#### [Exercise requirements]
Repeat exactly, and only, the lines of the entries below from the one with "Target: terracotta tiled roof" through the one with "Expected: the pointer indicates a point on the downspout, one", both ends included.

BEGIN Data records

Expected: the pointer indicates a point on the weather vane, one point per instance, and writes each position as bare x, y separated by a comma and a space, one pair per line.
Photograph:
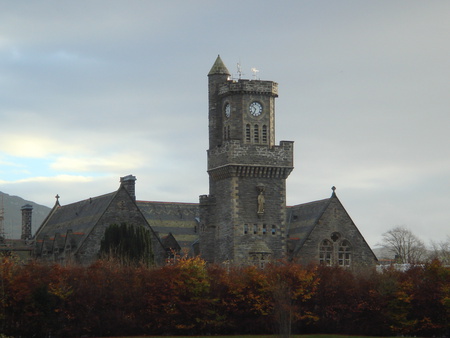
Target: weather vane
239, 70
255, 73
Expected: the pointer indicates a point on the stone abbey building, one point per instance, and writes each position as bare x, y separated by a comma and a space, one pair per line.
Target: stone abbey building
242, 220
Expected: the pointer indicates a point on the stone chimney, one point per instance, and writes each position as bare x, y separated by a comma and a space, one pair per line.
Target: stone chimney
129, 183
27, 210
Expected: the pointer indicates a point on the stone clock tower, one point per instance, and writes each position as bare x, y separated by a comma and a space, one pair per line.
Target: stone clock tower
242, 220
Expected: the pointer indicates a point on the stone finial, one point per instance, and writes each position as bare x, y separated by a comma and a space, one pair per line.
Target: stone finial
334, 190
27, 210
129, 183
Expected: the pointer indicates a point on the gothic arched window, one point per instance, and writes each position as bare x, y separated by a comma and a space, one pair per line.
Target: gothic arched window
264, 131
247, 133
326, 252
256, 133
345, 254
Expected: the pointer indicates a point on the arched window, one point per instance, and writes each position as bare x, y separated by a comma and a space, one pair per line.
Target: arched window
247, 133
345, 254
326, 252
264, 131
274, 229
245, 229
256, 133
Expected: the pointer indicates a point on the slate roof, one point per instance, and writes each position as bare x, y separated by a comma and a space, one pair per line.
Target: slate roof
76, 219
179, 219
302, 218
219, 67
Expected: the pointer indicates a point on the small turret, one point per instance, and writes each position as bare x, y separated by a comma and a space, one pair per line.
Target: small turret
129, 183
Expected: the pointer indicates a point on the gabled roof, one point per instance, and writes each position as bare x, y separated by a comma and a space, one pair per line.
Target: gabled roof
78, 218
219, 68
302, 218
179, 219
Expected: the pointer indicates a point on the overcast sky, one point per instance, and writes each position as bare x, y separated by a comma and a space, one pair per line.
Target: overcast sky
94, 90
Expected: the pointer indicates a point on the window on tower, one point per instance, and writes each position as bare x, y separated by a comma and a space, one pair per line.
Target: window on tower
247, 133
256, 133
245, 229
264, 131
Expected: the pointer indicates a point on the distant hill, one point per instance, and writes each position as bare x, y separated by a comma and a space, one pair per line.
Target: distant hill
13, 215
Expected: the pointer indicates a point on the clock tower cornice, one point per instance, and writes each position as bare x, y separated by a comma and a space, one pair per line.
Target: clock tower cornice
240, 87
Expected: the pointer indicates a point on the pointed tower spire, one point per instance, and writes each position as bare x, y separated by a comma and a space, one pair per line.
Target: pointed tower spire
219, 68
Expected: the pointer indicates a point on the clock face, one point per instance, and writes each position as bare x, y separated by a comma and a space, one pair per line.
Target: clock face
227, 110
255, 108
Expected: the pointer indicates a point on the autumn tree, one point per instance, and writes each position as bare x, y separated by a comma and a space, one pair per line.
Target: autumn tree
406, 247
441, 251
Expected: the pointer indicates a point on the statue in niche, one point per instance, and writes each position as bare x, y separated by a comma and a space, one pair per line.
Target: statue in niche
261, 200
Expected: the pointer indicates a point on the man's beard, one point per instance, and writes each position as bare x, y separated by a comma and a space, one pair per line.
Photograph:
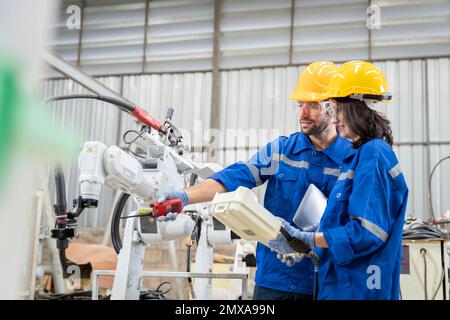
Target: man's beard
320, 127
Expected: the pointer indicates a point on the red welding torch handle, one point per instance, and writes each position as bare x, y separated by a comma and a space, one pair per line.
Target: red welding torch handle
143, 116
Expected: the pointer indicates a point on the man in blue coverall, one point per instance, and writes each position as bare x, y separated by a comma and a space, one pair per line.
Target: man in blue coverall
288, 165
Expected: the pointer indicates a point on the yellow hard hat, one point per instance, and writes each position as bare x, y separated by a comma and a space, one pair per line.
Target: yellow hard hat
313, 81
359, 80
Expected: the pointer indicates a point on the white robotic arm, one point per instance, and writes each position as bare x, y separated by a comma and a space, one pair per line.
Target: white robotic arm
114, 167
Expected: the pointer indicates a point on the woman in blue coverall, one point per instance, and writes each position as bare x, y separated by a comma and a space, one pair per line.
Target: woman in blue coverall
359, 237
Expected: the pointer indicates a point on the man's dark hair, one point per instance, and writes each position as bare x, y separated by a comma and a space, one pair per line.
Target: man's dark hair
365, 122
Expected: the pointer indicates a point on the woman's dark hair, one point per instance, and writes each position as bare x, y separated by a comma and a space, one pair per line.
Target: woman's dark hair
364, 122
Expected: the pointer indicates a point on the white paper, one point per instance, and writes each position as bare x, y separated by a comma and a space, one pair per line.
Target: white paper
311, 209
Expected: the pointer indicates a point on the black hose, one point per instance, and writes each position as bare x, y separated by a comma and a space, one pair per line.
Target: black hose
61, 211
127, 106
115, 223
61, 204
62, 246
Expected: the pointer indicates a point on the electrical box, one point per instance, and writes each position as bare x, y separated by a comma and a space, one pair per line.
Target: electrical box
241, 212
424, 274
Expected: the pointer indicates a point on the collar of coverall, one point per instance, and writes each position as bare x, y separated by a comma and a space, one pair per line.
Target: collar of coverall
336, 150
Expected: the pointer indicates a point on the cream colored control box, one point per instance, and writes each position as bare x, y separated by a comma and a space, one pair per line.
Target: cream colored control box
241, 212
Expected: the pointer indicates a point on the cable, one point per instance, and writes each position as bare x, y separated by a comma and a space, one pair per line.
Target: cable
422, 230
115, 223
440, 284
76, 295
423, 252
429, 185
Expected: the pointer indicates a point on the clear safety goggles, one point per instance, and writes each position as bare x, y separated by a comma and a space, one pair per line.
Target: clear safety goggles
322, 107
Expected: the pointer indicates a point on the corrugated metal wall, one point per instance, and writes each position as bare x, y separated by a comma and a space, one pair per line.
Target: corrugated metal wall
118, 37
256, 101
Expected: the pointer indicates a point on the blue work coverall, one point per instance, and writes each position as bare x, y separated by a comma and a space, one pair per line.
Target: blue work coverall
290, 165
363, 225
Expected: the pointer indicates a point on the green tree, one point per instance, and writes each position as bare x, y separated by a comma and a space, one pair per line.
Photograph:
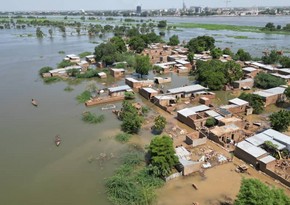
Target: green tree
137, 44
280, 121
106, 52
287, 92
255, 101
232, 71
119, 44
254, 192
131, 121
173, 40
271, 58
142, 65
162, 156
162, 24
243, 55
210, 122
285, 61
159, 123
266, 81
216, 53
200, 44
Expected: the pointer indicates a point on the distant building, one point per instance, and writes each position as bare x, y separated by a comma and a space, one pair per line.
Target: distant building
138, 10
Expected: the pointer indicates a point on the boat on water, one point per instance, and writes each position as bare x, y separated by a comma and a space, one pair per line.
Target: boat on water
57, 140
34, 102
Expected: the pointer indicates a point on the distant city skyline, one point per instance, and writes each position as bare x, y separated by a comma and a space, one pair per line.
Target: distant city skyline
31, 5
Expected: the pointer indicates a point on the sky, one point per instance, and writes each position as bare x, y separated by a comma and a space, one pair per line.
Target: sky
20, 5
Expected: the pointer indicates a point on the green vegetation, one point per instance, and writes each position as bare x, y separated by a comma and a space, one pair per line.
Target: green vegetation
255, 101
123, 137
173, 40
51, 80
210, 122
84, 54
254, 192
45, 69
92, 118
68, 89
215, 74
287, 92
131, 121
64, 64
218, 27
159, 123
162, 156
280, 121
242, 55
271, 58
200, 44
266, 81
131, 183
142, 65
84, 96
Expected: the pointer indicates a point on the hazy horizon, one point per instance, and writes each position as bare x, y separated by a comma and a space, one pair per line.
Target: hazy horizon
55, 5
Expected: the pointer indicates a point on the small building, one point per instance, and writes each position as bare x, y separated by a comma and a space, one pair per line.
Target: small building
249, 153
72, 58
102, 75
266, 68
148, 93
117, 72
165, 102
91, 59
133, 83
195, 139
119, 91
250, 72
244, 84
160, 80
227, 134
272, 96
186, 91
237, 106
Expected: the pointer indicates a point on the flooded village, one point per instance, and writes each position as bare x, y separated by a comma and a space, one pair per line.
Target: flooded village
199, 145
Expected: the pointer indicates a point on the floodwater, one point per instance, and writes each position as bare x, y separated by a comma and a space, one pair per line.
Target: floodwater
32, 169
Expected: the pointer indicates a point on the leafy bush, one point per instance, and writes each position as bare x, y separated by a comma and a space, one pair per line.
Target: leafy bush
45, 69
123, 137
64, 64
84, 96
92, 118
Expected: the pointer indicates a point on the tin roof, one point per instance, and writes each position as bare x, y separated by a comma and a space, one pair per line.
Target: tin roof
251, 149
187, 89
119, 88
238, 101
193, 110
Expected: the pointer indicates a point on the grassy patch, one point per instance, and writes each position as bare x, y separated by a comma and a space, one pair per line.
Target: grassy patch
84, 96
92, 118
68, 89
51, 80
123, 137
84, 54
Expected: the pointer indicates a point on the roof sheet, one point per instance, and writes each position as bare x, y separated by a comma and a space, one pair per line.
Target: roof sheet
238, 101
251, 149
119, 88
191, 111
187, 89
267, 159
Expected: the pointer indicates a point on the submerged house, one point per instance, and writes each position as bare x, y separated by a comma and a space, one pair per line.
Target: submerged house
117, 72
148, 93
272, 96
186, 91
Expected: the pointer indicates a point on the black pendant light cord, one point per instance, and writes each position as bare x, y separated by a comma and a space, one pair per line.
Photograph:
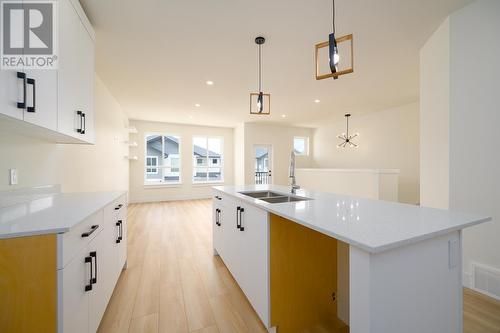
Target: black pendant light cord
333, 16
347, 131
260, 68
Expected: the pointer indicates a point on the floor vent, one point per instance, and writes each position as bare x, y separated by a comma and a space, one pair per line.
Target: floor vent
486, 279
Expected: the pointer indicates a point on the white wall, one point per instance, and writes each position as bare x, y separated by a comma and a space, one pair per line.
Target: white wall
281, 139
239, 154
187, 190
434, 118
77, 168
474, 121
388, 139
472, 118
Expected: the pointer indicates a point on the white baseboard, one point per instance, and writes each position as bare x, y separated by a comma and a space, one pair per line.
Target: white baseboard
160, 198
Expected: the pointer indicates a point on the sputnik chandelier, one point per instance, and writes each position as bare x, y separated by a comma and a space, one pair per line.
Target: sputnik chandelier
346, 137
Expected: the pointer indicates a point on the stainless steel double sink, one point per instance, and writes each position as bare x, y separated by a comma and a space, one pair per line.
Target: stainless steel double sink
273, 197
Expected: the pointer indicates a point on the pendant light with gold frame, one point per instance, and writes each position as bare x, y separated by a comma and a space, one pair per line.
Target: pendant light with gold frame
260, 103
334, 59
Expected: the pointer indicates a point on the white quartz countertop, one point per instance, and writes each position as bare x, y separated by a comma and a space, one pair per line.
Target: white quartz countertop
372, 225
51, 213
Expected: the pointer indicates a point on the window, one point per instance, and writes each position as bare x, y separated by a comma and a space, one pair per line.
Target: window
301, 145
207, 160
151, 161
163, 163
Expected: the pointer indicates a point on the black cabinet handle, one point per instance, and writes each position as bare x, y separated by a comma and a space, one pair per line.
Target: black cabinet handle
80, 130
119, 224
33, 83
88, 287
217, 217
238, 217
22, 76
84, 123
242, 228
92, 229
93, 254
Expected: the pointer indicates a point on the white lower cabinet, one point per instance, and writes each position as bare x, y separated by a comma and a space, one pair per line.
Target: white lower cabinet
73, 300
242, 241
86, 282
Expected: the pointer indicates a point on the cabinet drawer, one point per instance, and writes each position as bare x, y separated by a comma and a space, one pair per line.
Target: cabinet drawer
77, 238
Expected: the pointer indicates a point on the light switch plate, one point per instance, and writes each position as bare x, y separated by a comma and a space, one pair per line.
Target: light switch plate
13, 176
454, 253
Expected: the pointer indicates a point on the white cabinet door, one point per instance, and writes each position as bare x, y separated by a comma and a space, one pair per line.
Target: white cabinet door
11, 93
41, 108
230, 247
75, 76
99, 249
252, 271
74, 299
217, 225
122, 234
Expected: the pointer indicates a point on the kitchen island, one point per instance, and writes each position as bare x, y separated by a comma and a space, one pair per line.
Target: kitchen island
339, 263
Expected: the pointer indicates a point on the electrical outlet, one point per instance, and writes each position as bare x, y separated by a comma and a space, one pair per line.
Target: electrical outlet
13, 176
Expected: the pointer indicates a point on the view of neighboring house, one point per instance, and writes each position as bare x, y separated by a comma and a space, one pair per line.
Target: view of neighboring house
261, 160
163, 161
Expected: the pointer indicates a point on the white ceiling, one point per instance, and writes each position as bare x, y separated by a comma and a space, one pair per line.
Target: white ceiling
155, 56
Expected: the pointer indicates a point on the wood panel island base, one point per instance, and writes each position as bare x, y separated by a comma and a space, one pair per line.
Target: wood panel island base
336, 263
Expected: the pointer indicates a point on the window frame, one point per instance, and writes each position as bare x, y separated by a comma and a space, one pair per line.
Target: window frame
151, 167
306, 145
160, 182
207, 166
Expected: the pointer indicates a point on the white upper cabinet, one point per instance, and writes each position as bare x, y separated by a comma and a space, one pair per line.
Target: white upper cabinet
12, 93
59, 102
41, 98
76, 75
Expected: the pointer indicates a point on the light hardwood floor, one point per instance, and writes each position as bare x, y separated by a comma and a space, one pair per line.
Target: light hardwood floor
173, 282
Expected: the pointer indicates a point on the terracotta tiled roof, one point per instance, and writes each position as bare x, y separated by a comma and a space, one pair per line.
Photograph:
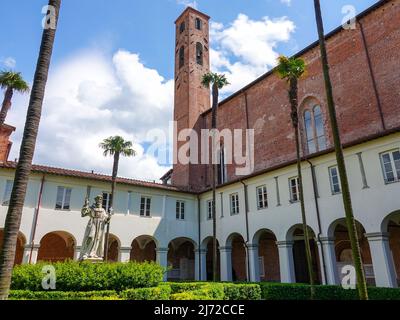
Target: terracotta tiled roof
91, 176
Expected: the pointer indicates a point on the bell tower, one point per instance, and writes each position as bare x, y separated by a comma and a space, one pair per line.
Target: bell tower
192, 61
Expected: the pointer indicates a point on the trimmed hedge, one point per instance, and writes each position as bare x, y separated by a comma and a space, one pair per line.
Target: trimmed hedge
197, 291
242, 291
60, 295
161, 292
280, 291
85, 276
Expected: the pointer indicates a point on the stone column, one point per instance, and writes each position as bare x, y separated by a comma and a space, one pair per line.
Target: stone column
254, 272
328, 248
382, 260
125, 254
77, 253
162, 259
226, 263
286, 263
200, 264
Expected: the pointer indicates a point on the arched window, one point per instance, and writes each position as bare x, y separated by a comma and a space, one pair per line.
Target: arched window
314, 130
182, 27
198, 24
199, 53
181, 57
222, 168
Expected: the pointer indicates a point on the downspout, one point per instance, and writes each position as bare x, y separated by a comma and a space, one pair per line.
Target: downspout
246, 204
34, 227
372, 74
314, 180
199, 236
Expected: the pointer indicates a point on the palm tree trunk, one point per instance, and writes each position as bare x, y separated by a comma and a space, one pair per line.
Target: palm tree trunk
215, 94
351, 223
6, 105
293, 96
110, 204
23, 170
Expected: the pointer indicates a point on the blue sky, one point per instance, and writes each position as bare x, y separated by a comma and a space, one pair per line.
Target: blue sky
102, 47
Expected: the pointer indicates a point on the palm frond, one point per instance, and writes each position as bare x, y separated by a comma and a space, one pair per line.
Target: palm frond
13, 80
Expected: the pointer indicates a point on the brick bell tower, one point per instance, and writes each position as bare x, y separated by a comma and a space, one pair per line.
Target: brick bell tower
192, 61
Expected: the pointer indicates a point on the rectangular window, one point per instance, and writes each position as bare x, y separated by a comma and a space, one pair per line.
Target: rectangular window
210, 206
294, 189
145, 205
262, 198
63, 198
391, 166
180, 210
7, 192
234, 204
335, 180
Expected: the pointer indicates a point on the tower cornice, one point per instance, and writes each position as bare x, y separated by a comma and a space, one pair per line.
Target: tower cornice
190, 9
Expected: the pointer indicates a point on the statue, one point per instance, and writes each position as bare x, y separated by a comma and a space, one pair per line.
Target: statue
94, 239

END Data records

#### [Result]
Target: terracotta tiled roof
91, 176
Expected: the pointer indicates a point on the bell tower, one point per instance, and writes each position as bare x, y separated by a comma and a space, one pair per line.
Target: bell tower
192, 61
Expected: the pointer indicates a point on the trimmed hedge, one point per instance, and writes each position as bare x, y separated by a comma and a space, one pair per line.
Target: trimmed hedge
197, 291
242, 291
60, 295
161, 292
280, 291
85, 276
Expected: the pointer indicates a point on the stone column, one point per instance, and writes each position as bare x, y separated by a comma and a space, one pair per line.
Target: stone column
254, 272
328, 248
382, 260
125, 254
77, 253
162, 259
226, 263
286, 263
200, 264
Expected: the pointer indicates a point on the arched window, one point per instance, and writes each position as bare x, y separated by a comma and a space, one pair per line.
Target: arched window
314, 130
182, 27
198, 24
199, 53
181, 57
222, 168
Expected: the pointer indicates a point on the downspout, one point per instance, and writes each position as bare x, y separated by a comma and a space, one pair per line.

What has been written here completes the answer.